What is needed:
The lines to print are the one containing "If you could identify the white paw" and every line after it through the end of the entries below. Print them exactly and nothing else.

────────────────────────────────────────

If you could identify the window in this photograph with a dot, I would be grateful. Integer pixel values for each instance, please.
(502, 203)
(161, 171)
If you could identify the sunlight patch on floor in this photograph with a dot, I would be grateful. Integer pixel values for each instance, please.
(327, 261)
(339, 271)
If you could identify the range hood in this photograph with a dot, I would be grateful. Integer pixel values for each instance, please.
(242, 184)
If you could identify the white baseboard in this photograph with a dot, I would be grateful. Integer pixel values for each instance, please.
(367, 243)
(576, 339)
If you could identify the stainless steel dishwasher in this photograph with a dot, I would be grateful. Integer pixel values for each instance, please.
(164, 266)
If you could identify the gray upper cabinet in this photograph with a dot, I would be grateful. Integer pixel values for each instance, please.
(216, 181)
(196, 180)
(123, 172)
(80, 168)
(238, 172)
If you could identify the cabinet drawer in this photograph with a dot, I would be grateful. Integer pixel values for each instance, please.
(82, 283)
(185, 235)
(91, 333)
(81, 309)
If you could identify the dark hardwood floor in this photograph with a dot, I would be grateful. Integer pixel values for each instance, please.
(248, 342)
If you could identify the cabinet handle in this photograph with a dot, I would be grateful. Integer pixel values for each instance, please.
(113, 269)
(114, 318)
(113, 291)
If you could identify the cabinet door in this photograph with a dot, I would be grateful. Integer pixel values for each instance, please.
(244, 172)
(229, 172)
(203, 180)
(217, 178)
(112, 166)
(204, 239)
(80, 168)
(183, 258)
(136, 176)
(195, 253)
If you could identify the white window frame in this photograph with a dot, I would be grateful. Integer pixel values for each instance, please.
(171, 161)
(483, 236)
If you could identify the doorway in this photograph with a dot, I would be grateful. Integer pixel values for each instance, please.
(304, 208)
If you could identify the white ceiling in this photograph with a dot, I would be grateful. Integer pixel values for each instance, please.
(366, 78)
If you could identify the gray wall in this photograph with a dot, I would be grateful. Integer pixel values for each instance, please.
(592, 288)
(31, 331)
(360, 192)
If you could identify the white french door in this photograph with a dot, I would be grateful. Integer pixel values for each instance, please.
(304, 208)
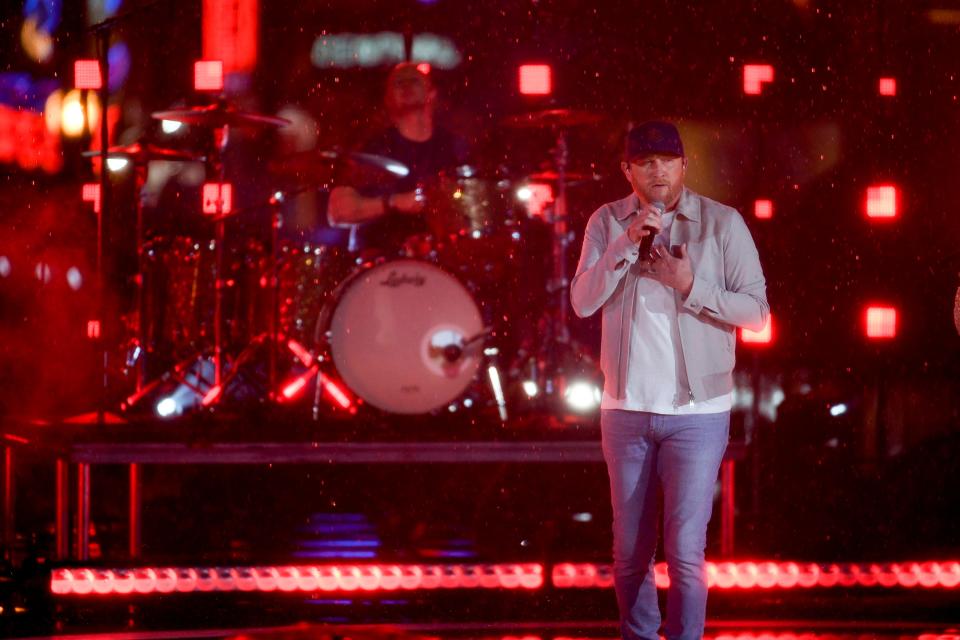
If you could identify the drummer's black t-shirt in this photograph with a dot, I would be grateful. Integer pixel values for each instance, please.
(426, 160)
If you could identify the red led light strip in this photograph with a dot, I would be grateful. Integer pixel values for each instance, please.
(341, 578)
(398, 577)
(783, 575)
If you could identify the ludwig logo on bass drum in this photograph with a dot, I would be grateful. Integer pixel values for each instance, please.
(396, 279)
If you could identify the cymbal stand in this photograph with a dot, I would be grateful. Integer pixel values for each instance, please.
(221, 138)
(556, 320)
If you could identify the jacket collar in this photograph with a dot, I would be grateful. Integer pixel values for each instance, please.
(688, 207)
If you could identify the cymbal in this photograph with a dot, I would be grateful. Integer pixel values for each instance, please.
(141, 154)
(552, 118)
(220, 115)
(320, 164)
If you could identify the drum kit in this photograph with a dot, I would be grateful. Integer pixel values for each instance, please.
(413, 332)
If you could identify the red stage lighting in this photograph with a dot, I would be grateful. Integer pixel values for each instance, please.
(760, 338)
(230, 32)
(338, 394)
(763, 209)
(208, 75)
(882, 201)
(217, 198)
(754, 76)
(211, 396)
(301, 352)
(294, 387)
(535, 80)
(880, 322)
(86, 74)
(91, 193)
(887, 86)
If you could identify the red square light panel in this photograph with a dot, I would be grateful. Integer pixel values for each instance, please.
(217, 198)
(535, 79)
(882, 201)
(760, 338)
(91, 193)
(755, 76)
(208, 75)
(881, 322)
(763, 209)
(887, 86)
(86, 74)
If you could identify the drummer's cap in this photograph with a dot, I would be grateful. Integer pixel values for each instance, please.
(653, 137)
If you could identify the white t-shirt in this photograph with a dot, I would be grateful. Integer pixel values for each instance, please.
(656, 372)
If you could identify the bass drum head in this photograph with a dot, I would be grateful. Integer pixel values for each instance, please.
(388, 332)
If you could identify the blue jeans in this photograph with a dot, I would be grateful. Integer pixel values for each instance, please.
(681, 455)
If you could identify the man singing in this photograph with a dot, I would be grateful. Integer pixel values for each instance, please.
(667, 353)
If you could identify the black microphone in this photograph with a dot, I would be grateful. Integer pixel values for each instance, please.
(646, 242)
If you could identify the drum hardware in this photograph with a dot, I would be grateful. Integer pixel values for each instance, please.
(318, 167)
(555, 348)
(221, 117)
(140, 155)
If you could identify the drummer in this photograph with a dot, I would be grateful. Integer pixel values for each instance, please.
(389, 211)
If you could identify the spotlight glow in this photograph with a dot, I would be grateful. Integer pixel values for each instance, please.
(838, 410)
(170, 127)
(582, 395)
(167, 407)
(117, 164)
(74, 278)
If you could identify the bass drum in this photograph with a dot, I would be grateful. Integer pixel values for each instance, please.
(404, 335)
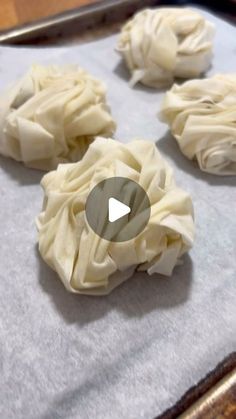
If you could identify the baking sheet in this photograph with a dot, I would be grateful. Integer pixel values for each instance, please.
(134, 353)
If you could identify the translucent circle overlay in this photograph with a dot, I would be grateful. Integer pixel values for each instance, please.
(129, 193)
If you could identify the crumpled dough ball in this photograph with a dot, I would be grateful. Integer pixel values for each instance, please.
(202, 117)
(85, 262)
(160, 44)
(52, 115)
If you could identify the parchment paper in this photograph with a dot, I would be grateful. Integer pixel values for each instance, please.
(134, 353)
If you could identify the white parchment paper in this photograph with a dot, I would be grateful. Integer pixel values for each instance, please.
(134, 353)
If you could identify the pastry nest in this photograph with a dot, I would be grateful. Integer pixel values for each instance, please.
(51, 115)
(89, 264)
(202, 117)
(161, 44)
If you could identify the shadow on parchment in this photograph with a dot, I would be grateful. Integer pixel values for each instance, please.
(21, 174)
(168, 145)
(123, 73)
(137, 296)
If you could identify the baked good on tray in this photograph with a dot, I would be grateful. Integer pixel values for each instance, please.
(163, 43)
(51, 115)
(89, 264)
(201, 115)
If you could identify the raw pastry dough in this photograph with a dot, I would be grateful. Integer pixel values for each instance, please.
(51, 116)
(160, 44)
(89, 264)
(202, 117)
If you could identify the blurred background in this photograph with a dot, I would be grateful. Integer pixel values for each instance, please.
(17, 12)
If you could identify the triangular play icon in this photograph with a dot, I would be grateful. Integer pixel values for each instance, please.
(116, 209)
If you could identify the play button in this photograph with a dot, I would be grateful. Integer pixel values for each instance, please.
(117, 209)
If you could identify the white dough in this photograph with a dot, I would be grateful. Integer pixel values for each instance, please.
(51, 116)
(89, 264)
(202, 117)
(163, 43)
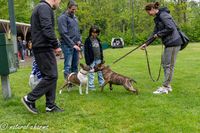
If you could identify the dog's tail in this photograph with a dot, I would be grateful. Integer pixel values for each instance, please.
(132, 80)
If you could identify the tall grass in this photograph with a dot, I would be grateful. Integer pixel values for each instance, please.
(119, 110)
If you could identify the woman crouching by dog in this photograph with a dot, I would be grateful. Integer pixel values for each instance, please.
(166, 29)
(93, 54)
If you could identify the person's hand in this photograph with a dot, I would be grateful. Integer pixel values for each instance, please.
(57, 51)
(155, 36)
(143, 46)
(77, 48)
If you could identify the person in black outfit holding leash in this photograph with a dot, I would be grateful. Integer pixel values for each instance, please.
(166, 29)
(45, 46)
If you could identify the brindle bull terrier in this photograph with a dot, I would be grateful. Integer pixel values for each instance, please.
(112, 77)
(79, 79)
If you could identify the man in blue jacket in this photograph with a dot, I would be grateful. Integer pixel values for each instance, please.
(45, 45)
(70, 38)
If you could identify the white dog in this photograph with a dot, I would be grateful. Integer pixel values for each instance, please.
(80, 79)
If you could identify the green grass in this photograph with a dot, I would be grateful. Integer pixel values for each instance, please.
(119, 110)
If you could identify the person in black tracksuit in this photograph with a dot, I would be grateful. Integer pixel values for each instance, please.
(166, 29)
(93, 55)
(44, 45)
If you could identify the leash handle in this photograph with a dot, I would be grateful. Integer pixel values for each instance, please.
(149, 68)
(149, 40)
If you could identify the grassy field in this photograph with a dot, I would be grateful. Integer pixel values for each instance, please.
(119, 110)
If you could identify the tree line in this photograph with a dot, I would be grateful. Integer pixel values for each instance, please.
(118, 18)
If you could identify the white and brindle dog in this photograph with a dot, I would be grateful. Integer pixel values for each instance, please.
(79, 79)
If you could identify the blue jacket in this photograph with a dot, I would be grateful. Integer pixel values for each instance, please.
(166, 28)
(68, 29)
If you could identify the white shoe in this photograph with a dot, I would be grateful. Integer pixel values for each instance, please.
(161, 90)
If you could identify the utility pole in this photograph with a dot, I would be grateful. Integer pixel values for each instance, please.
(5, 78)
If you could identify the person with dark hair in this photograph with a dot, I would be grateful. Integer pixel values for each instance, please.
(70, 38)
(45, 46)
(166, 29)
(93, 55)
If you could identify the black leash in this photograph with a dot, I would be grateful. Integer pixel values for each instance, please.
(149, 68)
(150, 39)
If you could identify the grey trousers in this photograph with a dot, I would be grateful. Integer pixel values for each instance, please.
(168, 63)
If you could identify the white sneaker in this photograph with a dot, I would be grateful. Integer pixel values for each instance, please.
(169, 88)
(161, 90)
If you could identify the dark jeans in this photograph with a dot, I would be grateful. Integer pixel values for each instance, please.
(71, 58)
(47, 64)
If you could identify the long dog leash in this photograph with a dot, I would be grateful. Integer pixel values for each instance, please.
(150, 39)
(149, 68)
(147, 57)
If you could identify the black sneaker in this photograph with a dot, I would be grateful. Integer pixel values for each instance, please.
(29, 105)
(54, 109)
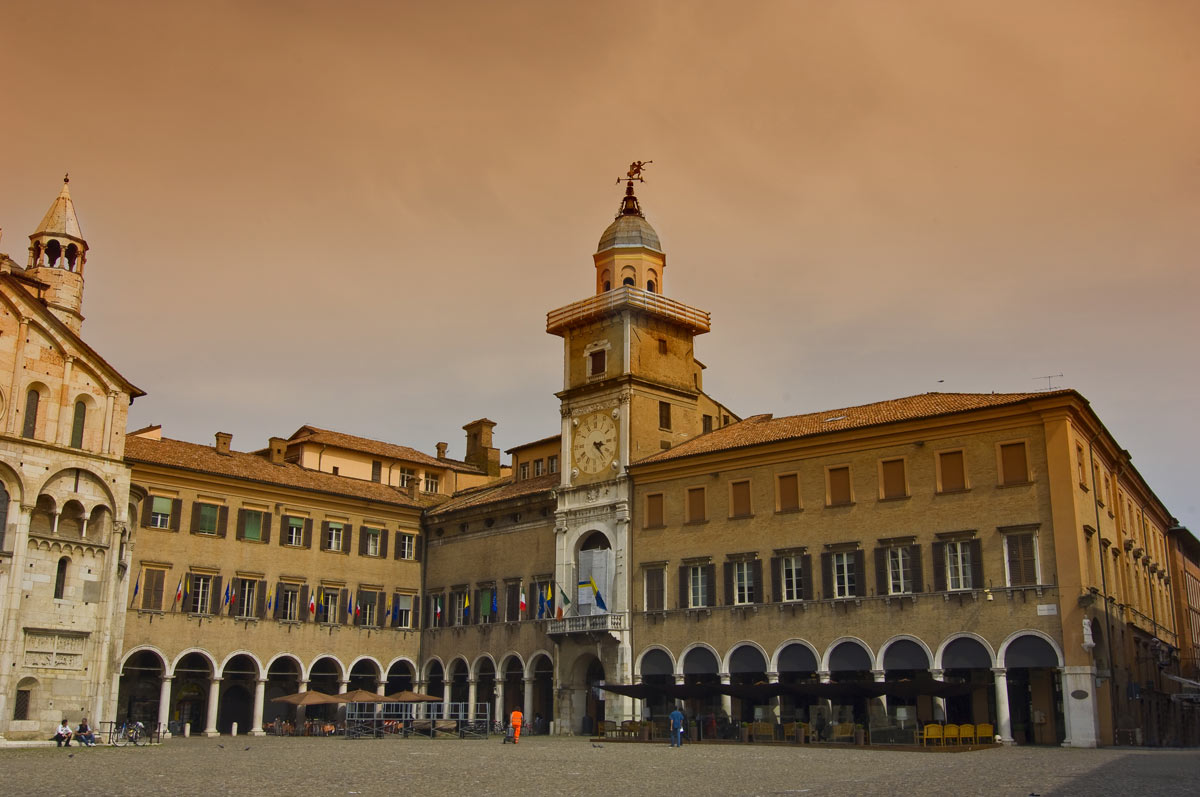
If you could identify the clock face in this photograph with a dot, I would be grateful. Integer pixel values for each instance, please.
(595, 443)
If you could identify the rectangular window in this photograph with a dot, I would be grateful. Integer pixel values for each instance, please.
(597, 363)
(744, 583)
(202, 589)
(791, 570)
(151, 591)
(1013, 465)
(655, 600)
(845, 577)
(839, 485)
(160, 513)
(958, 565)
(787, 492)
(697, 592)
(892, 479)
(696, 511)
(252, 528)
(739, 499)
(1023, 558)
(654, 511)
(294, 533)
(951, 472)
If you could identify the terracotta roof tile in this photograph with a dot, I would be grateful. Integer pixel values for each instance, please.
(354, 443)
(503, 490)
(757, 430)
(252, 467)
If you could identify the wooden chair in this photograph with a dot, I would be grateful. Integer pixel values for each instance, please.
(951, 733)
(931, 732)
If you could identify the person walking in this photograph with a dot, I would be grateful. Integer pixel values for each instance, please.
(677, 720)
(515, 719)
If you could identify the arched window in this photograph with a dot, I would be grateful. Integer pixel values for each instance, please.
(77, 426)
(60, 580)
(31, 400)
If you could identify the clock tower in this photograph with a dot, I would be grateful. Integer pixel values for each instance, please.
(631, 388)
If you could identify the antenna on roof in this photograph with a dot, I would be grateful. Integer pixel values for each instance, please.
(1049, 379)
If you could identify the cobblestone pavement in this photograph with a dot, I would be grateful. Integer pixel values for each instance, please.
(576, 766)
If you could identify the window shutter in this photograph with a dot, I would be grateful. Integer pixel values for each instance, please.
(916, 569)
(939, 567)
(976, 564)
(262, 600)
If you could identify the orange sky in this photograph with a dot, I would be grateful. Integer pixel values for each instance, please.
(357, 214)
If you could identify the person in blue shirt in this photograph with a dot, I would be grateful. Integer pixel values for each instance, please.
(677, 720)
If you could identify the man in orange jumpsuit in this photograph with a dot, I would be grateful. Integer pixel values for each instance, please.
(515, 719)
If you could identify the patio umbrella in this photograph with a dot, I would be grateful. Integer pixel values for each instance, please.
(413, 697)
(311, 697)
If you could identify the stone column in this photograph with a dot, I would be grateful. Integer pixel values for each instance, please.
(210, 723)
(165, 705)
(1003, 723)
(256, 726)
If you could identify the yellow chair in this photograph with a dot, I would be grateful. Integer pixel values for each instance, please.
(931, 732)
(951, 732)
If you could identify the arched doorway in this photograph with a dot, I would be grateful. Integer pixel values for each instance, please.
(1035, 691)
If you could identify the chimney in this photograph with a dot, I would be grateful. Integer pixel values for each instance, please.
(480, 450)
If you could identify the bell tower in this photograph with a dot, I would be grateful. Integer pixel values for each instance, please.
(57, 256)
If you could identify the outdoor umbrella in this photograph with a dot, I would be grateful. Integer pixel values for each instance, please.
(311, 697)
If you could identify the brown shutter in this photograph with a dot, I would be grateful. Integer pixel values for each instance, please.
(916, 569)
(939, 567)
(893, 479)
(953, 473)
(976, 564)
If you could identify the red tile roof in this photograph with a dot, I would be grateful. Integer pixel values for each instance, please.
(757, 430)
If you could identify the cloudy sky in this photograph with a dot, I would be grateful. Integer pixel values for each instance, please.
(358, 214)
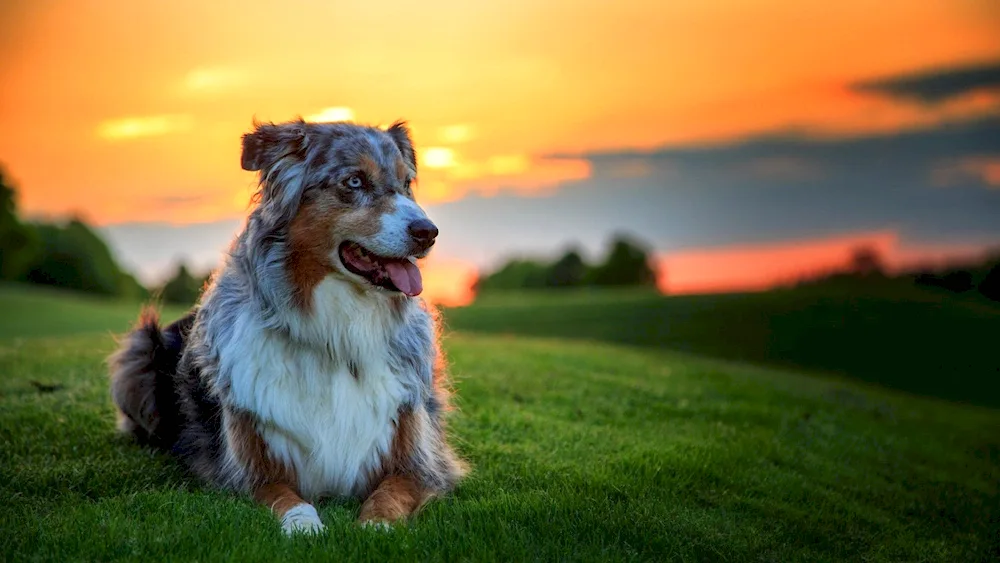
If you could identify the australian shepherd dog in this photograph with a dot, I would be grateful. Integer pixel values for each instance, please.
(309, 368)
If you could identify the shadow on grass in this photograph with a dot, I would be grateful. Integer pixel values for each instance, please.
(921, 342)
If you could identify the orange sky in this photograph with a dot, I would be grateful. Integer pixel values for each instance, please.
(132, 111)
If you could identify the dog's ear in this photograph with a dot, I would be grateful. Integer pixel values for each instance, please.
(400, 134)
(269, 142)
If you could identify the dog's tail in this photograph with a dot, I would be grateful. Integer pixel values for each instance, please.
(142, 379)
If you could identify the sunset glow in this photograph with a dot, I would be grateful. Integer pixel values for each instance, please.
(110, 114)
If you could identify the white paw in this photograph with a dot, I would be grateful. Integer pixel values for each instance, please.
(301, 519)
(377, 525)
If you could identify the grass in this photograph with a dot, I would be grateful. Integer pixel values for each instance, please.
(923, 342)
(582, 451)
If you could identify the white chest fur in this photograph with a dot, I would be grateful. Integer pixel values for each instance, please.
(327, 400)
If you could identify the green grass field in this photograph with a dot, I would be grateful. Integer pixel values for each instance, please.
(584, 447)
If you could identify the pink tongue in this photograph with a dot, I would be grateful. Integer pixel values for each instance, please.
(405, 276)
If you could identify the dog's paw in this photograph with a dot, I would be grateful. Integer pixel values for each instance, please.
(301, 519)
(376, 524)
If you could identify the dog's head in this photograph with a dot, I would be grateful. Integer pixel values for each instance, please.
(342, 193)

────────────────────────────────────────

Task solution:
If you could identify the white paw in this photograph with a dot, I would be grateful. Integer pixel values for each instance, please.
(301, 519)
(377, 525)
If you could identify the grass in this photograph with a dot, I would be grateful. Integer pixel values for each instance, please.
(923, 342)
(582, 451)
If you could identify the white chest fur in this photograph with a dot, I would be grateful. Integer pixel values for each instance, please.
(327, 400)
If you could identify the green grass field in this photograph with a dot, I would be grateful. Integer pixel values for each instance, please.
(584, 447)
If you could identify the pink tongue in this photograph with a dot, I would be grateful. Integer pixel values for each instance, please.
(405, 276)
If you could identify the dog's paw in this photograph with a dot, I would be grateful. Integer pixel values for each instance, please.
(301, 519)
(376, 524)
If you could identify the dog's head in this photograph with a dot, I would be grateful. Integer pixel values for each instance, please.
(342, 193)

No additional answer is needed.